Industri Bank Perekonomian Rakyat Dibayangi Kredit Macet dan Kurang Modal

ILUSTRASI PEGAWAI BANK PUSING AKIBAT KREDIT MACET--

JAKARTA, KORANRADAR.ID - Rasio kredit bermasalah (nonperforming loan/NPL), termasuk kredit macet, menjadi pekerjaan utama bagi industri bank perekonomian rakyat (BPR) saat ini, terutama usai berakhirnya masa restrukturisasi kredit Covid-19.

Berdasarkan Statistik Perbankan Indonesia yang dirilis OJK, rasio NPL termasuk kredit macet BPR membengkak menjadi 10,7% per Maret 2024.

Pada periode yang sama tahun sebelumnya atau Maret 2023, NPL BPR masih di level 8,51%. Rasio NPL BPR juga telah merangkak secara perlahan pada tahun ini, di mana pada Januari 2024 dan Februari 2024 masing-masing berada di level 10,25% dan 10,55%.

> [PERMINTAAN TUGAS 1]:
Jawablah pertanyaan berikut berdasarkan berita tentang kredit macet BPR.
(a) Berapa rasio NPL BPR per Maret 2024?
(b) Lembaga apa yang merilis Statistik Perbankan Indonesia?
(c) Di level berapa NPL BPR pada Maret 2023?
> [PERMINTAAN TUGAS 2]:
Apa saja angka rasio NPL BPR yang tercantum dalam berita tentang kredit macet BPR? Sebutkan semuanya beserta periodenya.
> [PERMINTAAN TUGAS 3]:
Teruskan berita tentang kredit macet BPR mulai setelah kalimat terakhirnya.

> [DATA UNTUK DIPERIKSA]:
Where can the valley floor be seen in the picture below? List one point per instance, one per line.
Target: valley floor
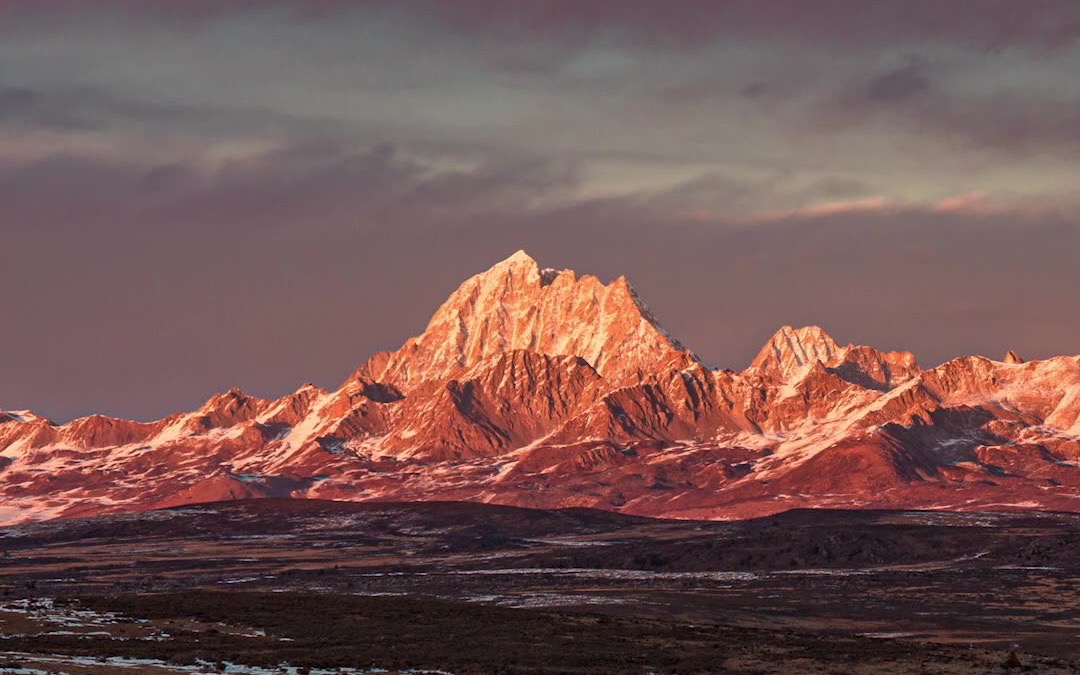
(289, 585)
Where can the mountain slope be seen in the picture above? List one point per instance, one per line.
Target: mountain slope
(541, 388)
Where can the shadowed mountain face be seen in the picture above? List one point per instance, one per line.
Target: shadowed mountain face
(540, 388)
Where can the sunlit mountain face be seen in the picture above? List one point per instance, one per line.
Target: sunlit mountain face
(536, 387)
(199, 196)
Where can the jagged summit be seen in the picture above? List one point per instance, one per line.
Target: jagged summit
(513, 306)
(793, 349)
(542, 388)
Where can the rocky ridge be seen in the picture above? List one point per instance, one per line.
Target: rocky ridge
(541, 388)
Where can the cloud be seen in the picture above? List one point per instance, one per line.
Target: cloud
(139, 289)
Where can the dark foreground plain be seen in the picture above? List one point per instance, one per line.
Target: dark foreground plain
(293, 585)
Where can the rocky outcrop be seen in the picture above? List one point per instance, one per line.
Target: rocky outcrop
(541, 388)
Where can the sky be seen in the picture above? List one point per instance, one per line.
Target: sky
(197, 196)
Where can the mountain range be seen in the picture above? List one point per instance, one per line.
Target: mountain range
(540, 388)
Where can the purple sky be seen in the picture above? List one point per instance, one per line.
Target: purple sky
(199, 194)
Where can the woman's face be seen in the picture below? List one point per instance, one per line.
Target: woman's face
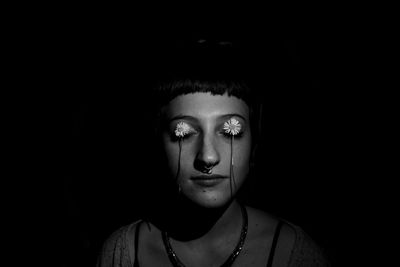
(207, 145)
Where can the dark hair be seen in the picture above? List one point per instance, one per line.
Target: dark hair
(168, 90)
(209, 67)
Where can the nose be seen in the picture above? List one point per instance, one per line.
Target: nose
(207, 156)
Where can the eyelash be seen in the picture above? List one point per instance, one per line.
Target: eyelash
(193, 132)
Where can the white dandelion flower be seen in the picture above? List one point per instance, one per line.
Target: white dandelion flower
(232, 126)
(182, 129)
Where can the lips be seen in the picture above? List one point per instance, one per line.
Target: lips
(208, 180)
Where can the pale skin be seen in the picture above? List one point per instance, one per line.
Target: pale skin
(208, 222)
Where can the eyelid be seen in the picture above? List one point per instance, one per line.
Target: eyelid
(182, 129)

> [KOTAK JAWABAN 1]:
(a) 10,7%
(b) OJK
(c) 8,51%

> [KOTAK JAWABAN 2]:
- Maret 2023: 8,51%
- Januari 2024: 10,25%
- Februari 2024: 10,55%
- Maret 2024: 10,7%

> [KOTAK JAWABAN 3]:
Ketua Umum Perhimpunan Bank Perekonomian Rakyat Indonesia (Perbarindo) Tedy Alamsyah mengatakan hal yang menjadi fokus bagi industri BPR saat ini adalah memperbaiki kualitas kredit. "Ini karena nilai rasio NPL [kredit bermasalah/nonperforming loan] cenderung mengalami kenaikan, sejalan dengan berakhirnya masa relaksasi kredit," kata Tedy  pada Sabtu (22/6/2024).

Tedy mengakui, rasio NPL BPR saat ini memang jauh di atas ambang batas yang ditetapkan regulator, sebesar 5%.

"Oleh karena itu perlu upaya bersama dari seluruh pelaku industri untuk terus memperbaiki kinerjanya, baik dari sisi hulu maupun hilir dari penyaluran kredit," ujar Tedy.

Selain dihantui NPL, tantangan industri BPR lainnya ada pada sisi internal, yaitu masih ada beberapa BPR yang saat ini belum bisa memenuhi ketentuan modal inti sesuai dengan Peraturan OJK (POJK) yang berlaku. "Ini memang tidak mudah, Perbarindo telah berupaya melakukan edukasi dan pendekatan ke pemegang saham, tetapi perlu waktu untuk menyamakan presepsi dan pemahaman antar para stakeholders tersebut," kata Tedy.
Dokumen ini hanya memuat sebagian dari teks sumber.